Activity
Search the entries for the word "rocky" and copy each line that has it.

Data section
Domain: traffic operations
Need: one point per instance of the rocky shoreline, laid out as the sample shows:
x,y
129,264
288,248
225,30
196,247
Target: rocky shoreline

Expected answer
Need: one point per instance of the rocky shoreline, laid out as the sample shows:
Target: rocky shoreline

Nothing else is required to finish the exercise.